STATED GOAL ::
Show every line below that contains the string "hair", treating uppercase and lowercase as different.

DATA IN THIS EXERCISE ::
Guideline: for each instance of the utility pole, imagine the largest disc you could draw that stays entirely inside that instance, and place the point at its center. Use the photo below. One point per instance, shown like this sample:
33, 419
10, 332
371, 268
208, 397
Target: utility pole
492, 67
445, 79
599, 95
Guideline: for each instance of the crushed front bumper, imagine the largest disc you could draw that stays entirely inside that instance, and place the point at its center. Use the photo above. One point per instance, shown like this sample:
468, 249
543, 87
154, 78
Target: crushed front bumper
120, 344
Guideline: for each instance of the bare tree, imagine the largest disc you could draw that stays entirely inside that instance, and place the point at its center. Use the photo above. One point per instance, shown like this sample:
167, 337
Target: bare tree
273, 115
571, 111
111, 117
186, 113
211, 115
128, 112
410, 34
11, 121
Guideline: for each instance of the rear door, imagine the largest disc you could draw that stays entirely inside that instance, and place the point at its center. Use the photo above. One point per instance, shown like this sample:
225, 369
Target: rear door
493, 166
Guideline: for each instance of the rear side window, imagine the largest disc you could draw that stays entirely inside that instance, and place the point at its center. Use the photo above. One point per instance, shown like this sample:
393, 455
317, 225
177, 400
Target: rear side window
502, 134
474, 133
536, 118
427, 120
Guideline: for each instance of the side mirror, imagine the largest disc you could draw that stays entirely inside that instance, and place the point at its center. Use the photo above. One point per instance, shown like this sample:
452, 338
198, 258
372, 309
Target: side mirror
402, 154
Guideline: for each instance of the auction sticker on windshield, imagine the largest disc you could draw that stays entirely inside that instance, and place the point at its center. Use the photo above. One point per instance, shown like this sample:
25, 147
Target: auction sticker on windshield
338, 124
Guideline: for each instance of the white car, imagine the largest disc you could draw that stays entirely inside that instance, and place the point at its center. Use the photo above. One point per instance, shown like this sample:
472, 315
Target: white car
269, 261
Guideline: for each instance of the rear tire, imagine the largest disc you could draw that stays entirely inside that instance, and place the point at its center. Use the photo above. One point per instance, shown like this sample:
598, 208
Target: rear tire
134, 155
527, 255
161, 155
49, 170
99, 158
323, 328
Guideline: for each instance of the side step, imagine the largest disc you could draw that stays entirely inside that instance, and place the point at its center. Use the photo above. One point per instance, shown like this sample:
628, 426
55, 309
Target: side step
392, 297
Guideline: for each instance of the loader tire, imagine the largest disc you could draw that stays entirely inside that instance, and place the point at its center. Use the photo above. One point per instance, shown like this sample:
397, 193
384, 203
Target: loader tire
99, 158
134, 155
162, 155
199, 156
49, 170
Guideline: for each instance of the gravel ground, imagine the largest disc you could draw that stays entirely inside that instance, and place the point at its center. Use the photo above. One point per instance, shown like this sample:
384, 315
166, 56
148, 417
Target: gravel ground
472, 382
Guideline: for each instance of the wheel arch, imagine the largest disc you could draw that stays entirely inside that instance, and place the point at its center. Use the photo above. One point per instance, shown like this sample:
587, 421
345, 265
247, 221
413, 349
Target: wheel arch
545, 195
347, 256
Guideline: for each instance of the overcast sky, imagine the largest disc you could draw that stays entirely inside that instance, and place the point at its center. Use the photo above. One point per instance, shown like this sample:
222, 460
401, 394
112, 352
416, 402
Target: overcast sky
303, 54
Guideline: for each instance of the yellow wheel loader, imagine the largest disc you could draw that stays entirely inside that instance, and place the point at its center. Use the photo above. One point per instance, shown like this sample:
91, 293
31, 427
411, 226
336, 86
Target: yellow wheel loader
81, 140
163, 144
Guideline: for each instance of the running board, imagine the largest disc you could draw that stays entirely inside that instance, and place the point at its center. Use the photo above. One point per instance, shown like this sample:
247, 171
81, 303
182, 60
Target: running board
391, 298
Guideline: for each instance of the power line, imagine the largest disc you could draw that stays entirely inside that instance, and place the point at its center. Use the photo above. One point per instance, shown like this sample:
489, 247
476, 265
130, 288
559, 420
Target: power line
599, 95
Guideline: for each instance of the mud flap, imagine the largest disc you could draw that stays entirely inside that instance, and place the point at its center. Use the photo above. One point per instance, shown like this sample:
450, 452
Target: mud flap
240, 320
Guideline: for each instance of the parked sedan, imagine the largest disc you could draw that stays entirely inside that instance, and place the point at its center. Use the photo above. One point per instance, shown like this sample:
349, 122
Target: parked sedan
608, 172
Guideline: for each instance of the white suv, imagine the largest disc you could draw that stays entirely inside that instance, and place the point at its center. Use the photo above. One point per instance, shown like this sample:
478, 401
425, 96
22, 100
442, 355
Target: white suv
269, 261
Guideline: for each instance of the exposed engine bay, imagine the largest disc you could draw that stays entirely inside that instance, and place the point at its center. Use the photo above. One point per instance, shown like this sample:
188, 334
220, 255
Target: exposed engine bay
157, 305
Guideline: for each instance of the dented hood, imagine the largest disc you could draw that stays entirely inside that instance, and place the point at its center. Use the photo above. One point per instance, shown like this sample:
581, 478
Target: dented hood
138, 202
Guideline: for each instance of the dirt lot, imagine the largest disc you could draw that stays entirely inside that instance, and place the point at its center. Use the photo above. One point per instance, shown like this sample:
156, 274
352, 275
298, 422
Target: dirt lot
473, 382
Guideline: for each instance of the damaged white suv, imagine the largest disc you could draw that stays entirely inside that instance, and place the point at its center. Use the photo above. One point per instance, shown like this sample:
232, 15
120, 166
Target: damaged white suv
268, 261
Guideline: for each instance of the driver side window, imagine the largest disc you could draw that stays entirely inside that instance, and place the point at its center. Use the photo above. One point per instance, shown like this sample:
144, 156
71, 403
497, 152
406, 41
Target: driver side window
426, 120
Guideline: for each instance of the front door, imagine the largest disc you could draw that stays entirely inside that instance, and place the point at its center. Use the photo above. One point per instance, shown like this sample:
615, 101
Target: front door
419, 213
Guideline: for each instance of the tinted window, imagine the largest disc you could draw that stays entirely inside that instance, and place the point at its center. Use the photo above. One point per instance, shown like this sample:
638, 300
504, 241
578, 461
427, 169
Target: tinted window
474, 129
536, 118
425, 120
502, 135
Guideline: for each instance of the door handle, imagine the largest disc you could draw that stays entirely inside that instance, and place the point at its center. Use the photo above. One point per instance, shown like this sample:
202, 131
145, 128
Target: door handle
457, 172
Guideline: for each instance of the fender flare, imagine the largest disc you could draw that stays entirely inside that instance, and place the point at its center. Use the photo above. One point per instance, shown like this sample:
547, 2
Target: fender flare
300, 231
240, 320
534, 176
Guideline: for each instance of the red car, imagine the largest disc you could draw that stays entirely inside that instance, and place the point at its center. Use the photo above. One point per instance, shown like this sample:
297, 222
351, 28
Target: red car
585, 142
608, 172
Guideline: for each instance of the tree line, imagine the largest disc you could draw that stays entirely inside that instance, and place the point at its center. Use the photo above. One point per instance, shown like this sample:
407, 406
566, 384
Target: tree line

--

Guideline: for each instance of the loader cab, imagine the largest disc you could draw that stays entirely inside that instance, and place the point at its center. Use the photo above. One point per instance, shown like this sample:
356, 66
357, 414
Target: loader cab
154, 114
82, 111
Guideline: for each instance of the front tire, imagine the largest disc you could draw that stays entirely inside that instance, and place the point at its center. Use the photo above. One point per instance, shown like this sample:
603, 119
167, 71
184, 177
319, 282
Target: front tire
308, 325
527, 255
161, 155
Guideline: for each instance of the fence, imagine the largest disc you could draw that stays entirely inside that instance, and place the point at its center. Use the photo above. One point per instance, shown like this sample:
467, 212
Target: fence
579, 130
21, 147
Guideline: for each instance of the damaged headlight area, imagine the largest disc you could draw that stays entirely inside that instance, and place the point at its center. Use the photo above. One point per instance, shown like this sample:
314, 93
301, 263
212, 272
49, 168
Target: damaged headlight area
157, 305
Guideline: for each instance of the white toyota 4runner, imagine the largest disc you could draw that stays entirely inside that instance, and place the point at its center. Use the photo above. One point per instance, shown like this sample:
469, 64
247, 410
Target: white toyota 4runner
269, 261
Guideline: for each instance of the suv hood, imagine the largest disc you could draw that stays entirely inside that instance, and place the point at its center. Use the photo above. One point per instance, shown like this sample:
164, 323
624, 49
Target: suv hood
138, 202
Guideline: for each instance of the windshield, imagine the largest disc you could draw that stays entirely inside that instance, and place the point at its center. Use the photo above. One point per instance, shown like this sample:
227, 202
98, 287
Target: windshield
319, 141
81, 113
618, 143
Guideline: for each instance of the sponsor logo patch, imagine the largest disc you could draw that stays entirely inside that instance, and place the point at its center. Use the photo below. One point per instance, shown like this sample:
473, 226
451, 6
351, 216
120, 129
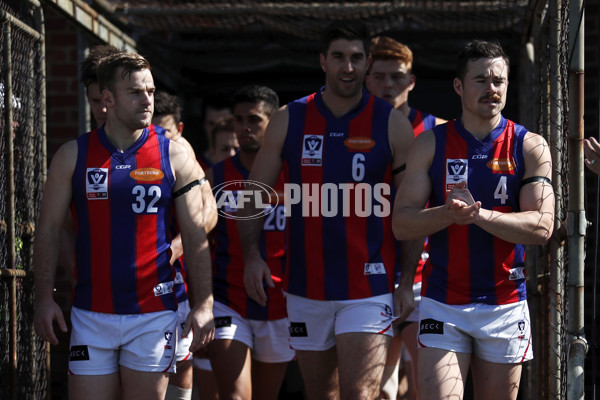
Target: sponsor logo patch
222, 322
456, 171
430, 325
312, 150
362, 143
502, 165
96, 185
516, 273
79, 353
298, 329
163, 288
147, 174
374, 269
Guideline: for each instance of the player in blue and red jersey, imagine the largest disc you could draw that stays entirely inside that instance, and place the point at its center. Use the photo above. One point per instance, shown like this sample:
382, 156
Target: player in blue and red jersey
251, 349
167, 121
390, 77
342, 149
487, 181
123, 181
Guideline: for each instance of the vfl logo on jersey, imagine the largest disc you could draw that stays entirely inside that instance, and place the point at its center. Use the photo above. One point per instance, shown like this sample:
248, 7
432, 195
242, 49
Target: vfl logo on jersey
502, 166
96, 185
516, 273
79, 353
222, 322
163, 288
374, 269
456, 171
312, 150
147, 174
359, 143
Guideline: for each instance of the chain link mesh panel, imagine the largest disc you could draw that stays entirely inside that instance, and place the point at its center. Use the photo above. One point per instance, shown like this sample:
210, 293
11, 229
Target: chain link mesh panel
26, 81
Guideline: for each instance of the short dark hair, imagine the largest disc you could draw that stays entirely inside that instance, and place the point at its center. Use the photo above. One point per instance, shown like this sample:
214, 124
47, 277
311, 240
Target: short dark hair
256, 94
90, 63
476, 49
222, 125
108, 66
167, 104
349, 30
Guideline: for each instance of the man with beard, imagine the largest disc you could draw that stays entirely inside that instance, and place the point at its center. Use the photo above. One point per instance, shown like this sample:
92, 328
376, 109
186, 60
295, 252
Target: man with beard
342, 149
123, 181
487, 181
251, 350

--

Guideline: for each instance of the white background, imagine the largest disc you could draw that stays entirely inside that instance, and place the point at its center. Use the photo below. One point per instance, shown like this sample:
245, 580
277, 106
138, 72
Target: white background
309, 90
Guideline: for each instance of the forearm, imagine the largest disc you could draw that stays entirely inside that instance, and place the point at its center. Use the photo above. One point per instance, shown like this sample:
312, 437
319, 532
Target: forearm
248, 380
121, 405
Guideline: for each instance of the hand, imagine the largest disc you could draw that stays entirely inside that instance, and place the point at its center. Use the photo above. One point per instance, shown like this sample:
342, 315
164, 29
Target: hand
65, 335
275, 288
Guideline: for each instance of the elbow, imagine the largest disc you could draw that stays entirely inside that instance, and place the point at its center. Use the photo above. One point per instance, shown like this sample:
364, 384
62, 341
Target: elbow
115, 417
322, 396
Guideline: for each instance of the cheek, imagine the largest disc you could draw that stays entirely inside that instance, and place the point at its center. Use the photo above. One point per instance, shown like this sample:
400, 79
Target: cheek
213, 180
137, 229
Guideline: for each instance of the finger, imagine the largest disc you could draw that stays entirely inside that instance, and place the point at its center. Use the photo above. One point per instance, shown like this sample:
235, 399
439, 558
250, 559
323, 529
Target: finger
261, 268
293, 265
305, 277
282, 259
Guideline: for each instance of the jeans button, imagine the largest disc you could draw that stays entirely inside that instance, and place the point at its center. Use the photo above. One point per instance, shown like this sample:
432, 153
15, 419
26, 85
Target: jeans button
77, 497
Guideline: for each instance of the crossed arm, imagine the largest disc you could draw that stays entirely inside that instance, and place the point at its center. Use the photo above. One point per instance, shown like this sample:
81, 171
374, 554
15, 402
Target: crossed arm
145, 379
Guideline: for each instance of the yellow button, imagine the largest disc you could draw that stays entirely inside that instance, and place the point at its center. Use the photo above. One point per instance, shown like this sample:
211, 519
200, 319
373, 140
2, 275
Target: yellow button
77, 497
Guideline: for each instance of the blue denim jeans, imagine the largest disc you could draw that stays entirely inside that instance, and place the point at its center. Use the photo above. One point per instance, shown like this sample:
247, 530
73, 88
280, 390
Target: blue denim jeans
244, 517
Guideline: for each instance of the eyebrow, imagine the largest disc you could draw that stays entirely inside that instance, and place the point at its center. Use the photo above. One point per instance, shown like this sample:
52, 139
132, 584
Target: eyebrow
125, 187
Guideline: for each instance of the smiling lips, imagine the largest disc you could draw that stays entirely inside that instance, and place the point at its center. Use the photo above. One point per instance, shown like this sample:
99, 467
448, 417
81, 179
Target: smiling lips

FINISHED EXERCISE ::
Guideline: for each instance of the short dark hair, imagine the largest disc you could draw that stays entirely inside that instance, and place the point at its center. Use the photo above. One point per instance, shown like this sample:
Target: short dark hair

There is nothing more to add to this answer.